===== INPUT RECORDS =====
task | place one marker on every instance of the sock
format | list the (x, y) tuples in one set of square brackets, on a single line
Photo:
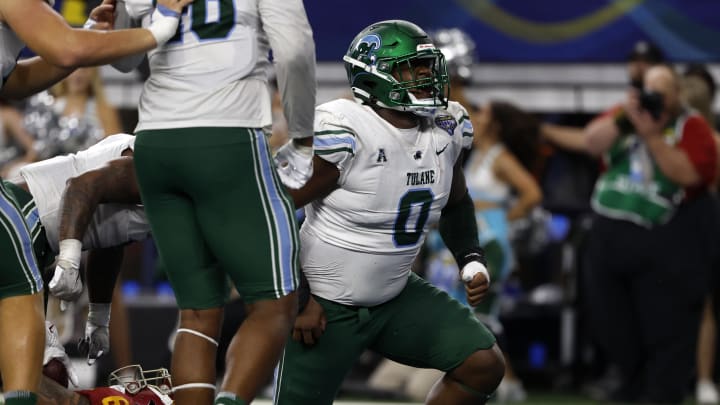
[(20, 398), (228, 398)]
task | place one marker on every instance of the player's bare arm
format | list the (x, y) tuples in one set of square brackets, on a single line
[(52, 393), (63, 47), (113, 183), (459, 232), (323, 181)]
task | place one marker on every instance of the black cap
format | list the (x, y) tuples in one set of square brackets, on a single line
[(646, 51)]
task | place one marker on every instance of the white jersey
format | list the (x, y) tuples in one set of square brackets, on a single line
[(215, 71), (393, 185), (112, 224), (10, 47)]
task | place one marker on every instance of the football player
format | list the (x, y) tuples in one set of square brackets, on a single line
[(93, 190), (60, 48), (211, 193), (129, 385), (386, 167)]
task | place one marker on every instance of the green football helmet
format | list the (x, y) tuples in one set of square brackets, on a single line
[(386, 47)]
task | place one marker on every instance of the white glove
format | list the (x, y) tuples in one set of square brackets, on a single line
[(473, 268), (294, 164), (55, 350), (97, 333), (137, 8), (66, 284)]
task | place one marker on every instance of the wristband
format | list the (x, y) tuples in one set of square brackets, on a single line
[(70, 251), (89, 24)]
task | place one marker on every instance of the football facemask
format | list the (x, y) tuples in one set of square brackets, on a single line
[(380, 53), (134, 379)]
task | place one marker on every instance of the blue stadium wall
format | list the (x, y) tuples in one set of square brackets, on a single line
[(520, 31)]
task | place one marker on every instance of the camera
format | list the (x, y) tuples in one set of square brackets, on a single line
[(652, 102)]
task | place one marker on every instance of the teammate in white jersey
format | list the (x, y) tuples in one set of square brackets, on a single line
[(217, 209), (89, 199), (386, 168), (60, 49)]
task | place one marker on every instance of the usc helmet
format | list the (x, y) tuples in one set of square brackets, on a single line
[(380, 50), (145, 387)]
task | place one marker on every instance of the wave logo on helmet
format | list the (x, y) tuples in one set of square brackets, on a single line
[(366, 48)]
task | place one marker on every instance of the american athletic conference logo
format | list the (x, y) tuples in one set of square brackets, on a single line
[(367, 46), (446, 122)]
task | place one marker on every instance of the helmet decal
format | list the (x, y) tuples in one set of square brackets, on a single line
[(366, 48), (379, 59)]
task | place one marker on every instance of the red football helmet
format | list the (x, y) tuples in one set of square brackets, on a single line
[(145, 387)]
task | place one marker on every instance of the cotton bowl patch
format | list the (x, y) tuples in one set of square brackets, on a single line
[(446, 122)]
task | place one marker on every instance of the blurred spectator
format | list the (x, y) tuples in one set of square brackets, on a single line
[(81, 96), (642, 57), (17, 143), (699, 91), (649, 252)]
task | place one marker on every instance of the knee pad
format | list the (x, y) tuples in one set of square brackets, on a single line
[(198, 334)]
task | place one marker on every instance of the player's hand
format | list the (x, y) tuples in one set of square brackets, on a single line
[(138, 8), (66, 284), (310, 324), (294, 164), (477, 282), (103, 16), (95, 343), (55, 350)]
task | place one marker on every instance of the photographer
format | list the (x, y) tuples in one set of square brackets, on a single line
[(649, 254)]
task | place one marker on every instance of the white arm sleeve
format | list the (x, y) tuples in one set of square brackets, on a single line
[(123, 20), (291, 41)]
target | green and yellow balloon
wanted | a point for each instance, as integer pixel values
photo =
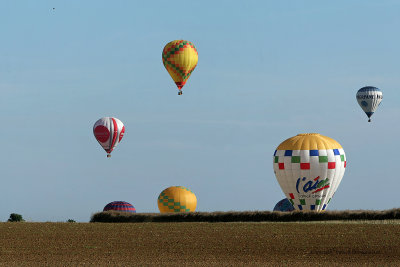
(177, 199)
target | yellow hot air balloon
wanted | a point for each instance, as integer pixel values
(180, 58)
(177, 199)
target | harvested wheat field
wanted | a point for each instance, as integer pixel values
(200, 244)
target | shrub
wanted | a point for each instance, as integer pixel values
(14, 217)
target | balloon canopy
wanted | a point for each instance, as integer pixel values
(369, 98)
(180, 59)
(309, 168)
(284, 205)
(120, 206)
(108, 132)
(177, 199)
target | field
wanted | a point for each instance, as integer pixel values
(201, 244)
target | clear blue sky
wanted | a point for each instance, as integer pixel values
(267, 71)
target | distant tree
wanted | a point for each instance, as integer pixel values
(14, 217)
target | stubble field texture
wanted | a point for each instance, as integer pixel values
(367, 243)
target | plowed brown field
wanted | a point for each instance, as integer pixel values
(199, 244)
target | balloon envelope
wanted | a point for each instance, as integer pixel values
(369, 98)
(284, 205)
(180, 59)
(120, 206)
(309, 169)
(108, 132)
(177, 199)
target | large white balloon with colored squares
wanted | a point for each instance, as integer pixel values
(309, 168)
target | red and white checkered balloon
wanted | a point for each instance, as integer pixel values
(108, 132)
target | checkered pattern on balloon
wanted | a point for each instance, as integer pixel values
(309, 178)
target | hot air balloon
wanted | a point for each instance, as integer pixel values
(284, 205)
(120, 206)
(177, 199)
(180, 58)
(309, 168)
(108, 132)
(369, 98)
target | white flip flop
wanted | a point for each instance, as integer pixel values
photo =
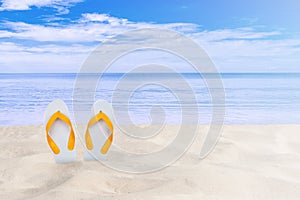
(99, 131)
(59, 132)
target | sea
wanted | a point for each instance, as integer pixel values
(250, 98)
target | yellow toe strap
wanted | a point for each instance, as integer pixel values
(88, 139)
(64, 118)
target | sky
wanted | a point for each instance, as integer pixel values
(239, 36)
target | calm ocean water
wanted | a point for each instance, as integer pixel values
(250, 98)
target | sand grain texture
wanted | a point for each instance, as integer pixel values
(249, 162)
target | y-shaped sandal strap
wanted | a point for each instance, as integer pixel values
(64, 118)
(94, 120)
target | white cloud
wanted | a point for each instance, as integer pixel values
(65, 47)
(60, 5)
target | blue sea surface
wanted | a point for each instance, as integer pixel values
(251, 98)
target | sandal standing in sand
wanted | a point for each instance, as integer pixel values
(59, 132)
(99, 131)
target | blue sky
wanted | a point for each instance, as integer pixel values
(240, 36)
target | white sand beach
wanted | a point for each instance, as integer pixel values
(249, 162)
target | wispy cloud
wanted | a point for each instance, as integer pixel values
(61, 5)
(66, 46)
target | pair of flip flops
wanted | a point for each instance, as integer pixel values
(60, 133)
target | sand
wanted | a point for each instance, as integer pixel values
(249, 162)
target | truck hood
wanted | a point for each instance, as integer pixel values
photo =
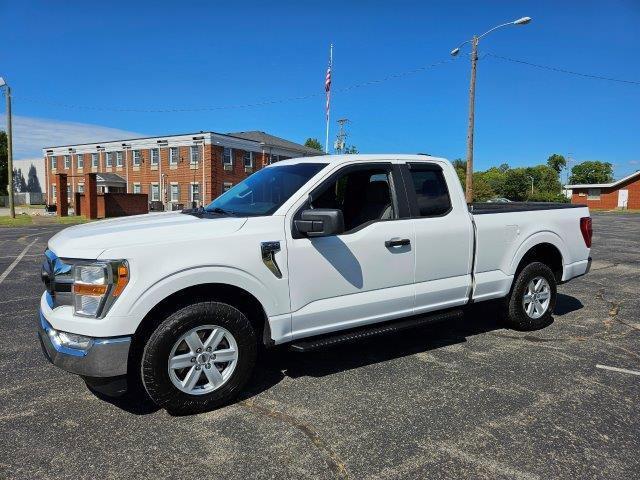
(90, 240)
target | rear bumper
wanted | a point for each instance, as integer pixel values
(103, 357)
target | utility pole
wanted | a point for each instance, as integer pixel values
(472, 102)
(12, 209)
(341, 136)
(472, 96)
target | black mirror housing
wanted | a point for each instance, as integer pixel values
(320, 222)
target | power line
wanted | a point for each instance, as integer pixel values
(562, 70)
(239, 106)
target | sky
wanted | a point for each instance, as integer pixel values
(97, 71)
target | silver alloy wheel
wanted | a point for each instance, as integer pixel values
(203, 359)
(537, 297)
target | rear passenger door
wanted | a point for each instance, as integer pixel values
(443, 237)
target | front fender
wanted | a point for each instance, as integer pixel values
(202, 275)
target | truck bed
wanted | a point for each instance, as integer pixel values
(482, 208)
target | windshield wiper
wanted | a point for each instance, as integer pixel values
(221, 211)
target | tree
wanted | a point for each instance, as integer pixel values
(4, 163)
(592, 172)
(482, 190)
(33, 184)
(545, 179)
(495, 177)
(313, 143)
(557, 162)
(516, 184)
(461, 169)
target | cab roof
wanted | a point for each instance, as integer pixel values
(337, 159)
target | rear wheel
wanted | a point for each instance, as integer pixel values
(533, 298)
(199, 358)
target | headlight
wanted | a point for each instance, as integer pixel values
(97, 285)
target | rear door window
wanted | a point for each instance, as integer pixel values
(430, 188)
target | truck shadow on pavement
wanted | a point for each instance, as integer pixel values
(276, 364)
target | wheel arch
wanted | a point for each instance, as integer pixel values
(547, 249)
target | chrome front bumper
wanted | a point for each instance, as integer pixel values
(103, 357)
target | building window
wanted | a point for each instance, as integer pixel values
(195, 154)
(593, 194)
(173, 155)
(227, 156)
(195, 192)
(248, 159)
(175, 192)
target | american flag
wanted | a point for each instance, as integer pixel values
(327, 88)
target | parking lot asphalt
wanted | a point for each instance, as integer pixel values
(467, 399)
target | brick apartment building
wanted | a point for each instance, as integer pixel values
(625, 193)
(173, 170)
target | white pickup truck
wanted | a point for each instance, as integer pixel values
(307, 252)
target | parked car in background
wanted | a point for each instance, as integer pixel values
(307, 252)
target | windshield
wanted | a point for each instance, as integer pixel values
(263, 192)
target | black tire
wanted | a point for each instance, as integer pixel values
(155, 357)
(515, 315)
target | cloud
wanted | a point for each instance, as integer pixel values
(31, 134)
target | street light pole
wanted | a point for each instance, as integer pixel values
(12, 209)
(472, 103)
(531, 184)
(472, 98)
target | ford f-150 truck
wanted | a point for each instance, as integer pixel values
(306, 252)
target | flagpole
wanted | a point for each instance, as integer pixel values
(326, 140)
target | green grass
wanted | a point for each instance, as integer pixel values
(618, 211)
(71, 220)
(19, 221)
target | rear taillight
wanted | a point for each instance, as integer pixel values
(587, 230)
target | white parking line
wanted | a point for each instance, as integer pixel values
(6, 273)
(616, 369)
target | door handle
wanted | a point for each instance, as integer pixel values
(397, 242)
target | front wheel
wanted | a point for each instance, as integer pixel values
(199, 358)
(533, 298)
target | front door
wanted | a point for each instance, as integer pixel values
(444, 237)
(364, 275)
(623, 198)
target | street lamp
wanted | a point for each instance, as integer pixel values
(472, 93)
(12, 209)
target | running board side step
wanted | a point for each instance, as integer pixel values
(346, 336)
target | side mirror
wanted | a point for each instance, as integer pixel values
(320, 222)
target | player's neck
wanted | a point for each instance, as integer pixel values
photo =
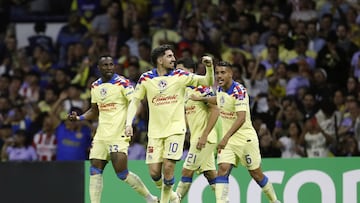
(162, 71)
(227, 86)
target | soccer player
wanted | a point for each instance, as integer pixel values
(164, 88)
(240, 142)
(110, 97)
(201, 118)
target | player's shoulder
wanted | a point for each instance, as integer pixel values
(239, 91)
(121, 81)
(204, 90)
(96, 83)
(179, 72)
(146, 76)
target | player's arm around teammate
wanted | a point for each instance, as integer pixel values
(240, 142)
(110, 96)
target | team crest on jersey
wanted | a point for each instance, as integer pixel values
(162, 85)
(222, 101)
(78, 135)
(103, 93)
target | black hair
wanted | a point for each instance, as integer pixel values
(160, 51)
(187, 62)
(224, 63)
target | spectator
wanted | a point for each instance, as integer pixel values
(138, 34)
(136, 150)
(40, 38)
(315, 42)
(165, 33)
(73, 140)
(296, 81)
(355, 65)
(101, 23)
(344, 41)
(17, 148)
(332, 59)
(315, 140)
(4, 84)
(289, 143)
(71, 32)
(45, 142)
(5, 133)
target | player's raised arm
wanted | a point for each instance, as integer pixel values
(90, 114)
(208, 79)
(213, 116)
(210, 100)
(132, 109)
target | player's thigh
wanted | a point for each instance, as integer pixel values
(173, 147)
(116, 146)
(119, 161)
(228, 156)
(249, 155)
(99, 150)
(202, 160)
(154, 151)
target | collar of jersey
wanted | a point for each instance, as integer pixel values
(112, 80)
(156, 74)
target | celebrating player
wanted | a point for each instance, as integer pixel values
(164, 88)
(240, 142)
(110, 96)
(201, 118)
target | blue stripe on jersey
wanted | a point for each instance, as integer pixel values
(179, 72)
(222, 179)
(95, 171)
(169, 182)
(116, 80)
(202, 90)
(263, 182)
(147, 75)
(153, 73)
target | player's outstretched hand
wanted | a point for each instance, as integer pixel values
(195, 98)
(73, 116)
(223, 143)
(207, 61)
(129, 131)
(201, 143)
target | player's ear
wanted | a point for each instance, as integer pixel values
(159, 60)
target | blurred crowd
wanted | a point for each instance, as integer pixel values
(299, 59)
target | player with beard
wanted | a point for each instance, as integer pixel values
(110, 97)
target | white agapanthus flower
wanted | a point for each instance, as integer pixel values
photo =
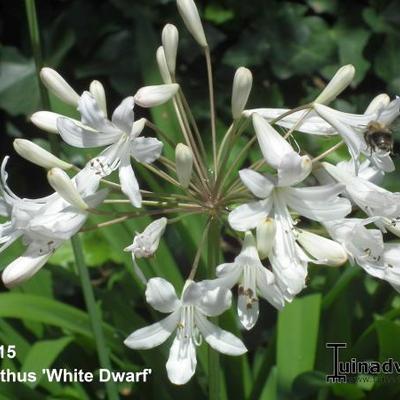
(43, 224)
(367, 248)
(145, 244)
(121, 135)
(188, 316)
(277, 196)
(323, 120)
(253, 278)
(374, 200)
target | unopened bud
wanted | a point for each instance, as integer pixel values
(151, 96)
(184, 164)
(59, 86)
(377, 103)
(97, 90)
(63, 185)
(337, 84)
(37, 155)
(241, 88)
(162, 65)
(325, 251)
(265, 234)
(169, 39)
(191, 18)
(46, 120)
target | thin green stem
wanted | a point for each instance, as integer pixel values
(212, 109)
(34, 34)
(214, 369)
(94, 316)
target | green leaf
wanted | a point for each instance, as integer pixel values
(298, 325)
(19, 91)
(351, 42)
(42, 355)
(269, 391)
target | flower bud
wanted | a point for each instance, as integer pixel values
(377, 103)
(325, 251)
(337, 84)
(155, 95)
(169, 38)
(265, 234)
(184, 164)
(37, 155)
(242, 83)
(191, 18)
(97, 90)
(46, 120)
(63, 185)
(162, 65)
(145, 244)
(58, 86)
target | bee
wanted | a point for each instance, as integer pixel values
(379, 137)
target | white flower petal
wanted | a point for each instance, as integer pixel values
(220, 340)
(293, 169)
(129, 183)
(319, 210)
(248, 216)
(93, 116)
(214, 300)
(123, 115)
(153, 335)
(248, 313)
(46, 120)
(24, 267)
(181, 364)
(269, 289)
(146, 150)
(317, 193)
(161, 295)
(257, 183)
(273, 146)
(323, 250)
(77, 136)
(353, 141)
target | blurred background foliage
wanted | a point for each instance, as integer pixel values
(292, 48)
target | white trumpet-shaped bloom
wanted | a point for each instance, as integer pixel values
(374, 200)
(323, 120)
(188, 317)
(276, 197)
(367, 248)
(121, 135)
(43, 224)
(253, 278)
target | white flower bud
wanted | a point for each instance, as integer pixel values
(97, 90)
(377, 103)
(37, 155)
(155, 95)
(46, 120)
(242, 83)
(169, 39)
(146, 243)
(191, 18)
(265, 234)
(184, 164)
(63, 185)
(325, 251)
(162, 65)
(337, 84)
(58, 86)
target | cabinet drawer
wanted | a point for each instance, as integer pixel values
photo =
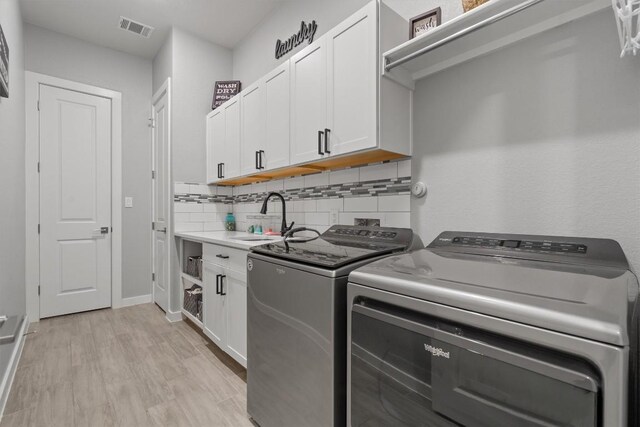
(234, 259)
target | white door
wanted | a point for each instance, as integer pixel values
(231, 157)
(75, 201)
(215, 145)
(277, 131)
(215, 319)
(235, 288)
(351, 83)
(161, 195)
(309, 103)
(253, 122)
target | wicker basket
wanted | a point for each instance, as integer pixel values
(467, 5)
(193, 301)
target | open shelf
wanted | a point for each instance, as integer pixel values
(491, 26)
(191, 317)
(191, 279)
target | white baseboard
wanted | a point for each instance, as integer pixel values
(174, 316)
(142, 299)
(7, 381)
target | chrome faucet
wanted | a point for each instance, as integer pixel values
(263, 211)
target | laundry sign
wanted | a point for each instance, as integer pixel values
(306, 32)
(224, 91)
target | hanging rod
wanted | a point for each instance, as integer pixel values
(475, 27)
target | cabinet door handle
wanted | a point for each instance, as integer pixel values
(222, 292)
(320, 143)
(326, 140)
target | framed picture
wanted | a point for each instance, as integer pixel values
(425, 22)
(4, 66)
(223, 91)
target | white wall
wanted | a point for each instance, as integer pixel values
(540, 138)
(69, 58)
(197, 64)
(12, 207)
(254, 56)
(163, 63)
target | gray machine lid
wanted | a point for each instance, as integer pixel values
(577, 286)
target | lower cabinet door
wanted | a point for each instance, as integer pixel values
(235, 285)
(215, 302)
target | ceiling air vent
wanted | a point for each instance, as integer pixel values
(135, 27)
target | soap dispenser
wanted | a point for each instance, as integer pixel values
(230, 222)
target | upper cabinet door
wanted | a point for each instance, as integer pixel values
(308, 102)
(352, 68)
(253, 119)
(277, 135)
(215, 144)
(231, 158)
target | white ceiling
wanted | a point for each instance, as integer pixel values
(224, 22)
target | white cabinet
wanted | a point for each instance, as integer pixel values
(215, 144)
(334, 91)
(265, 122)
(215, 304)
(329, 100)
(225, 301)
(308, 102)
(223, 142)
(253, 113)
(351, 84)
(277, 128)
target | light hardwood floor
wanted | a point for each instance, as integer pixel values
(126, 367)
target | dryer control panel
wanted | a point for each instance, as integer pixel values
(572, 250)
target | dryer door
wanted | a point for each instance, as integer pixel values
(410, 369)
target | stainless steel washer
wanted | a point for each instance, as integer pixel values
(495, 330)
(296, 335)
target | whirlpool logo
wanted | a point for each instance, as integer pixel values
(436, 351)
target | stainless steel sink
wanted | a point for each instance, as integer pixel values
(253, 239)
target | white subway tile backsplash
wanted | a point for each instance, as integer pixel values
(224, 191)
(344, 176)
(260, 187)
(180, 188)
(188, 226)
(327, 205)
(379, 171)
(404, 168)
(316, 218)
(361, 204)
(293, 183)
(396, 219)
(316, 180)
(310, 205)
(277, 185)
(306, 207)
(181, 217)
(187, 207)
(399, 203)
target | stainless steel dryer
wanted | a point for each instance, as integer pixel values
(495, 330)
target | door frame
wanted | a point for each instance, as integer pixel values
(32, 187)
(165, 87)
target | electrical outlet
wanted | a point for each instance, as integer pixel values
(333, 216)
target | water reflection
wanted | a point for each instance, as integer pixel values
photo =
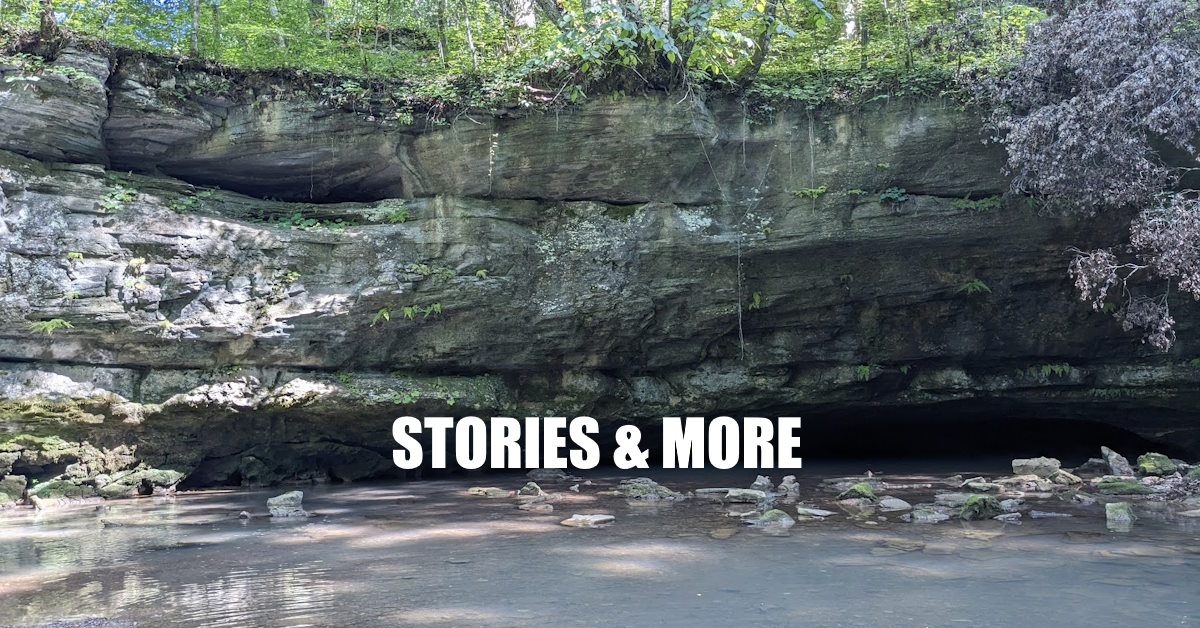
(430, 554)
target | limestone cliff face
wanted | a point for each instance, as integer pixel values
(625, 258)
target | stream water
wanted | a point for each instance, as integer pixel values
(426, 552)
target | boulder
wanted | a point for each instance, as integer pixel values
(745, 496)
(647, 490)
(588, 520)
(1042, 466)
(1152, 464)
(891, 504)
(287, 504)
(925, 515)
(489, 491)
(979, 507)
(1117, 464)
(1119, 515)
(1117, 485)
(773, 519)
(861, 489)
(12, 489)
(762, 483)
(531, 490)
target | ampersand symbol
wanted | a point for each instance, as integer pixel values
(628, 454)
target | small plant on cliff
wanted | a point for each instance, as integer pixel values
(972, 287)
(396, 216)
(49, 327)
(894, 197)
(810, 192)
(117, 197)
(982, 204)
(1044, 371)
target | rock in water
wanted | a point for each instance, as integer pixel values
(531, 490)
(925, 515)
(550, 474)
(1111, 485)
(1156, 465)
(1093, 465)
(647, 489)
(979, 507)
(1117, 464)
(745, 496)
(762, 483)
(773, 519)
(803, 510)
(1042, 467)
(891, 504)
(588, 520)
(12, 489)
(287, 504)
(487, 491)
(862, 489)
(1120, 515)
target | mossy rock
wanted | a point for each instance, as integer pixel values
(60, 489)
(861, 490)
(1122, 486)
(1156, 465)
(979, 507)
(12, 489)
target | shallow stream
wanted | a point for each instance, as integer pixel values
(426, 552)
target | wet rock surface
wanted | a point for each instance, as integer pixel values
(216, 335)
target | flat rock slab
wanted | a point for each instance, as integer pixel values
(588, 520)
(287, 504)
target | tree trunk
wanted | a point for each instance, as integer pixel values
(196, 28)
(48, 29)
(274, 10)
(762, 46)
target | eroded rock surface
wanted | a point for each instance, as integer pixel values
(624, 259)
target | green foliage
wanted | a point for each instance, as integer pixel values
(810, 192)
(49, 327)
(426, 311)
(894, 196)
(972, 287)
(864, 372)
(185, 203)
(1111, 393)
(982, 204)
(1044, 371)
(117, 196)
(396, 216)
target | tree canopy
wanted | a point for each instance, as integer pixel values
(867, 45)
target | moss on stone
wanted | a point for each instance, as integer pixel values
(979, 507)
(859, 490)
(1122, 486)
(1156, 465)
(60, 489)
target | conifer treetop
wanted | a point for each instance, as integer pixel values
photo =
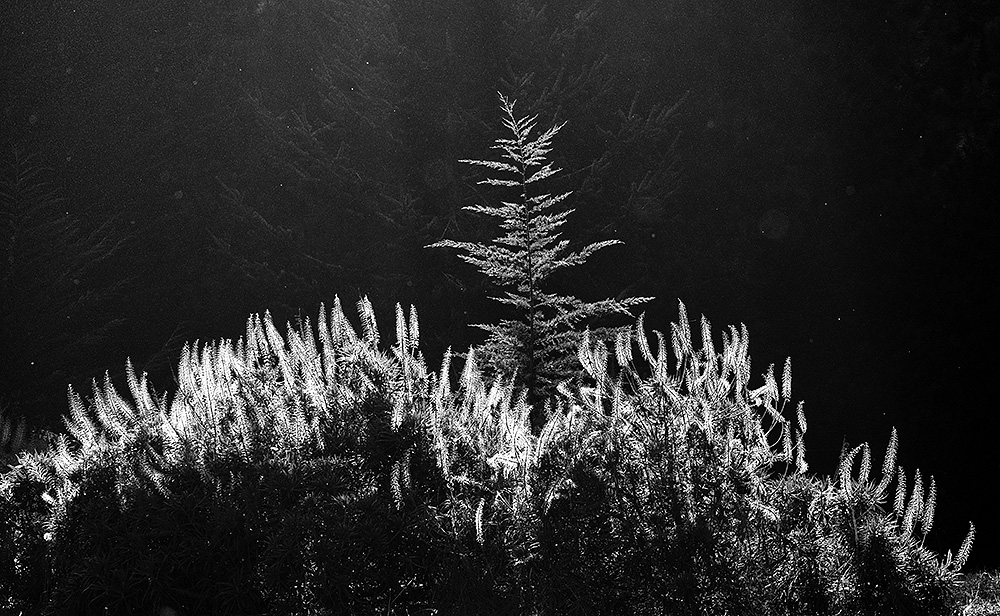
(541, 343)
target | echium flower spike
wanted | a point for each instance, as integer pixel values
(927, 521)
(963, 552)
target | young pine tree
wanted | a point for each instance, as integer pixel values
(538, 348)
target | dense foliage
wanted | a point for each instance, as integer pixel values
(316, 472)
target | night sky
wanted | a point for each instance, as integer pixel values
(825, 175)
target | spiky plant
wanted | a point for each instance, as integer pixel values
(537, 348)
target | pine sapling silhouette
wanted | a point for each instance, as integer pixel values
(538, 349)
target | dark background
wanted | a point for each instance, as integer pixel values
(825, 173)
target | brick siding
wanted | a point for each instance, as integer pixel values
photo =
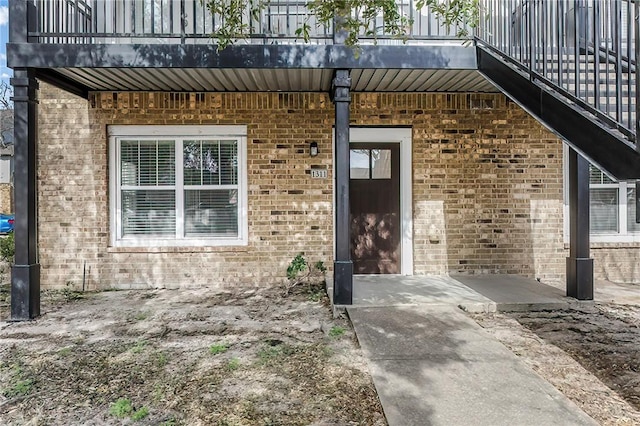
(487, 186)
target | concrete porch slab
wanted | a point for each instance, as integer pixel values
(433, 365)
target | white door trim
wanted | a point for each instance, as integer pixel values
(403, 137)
=====
Among the entries above, how many lines include the word "plant"? Reply with the number only.

**WRITTEN RESPONSE**
2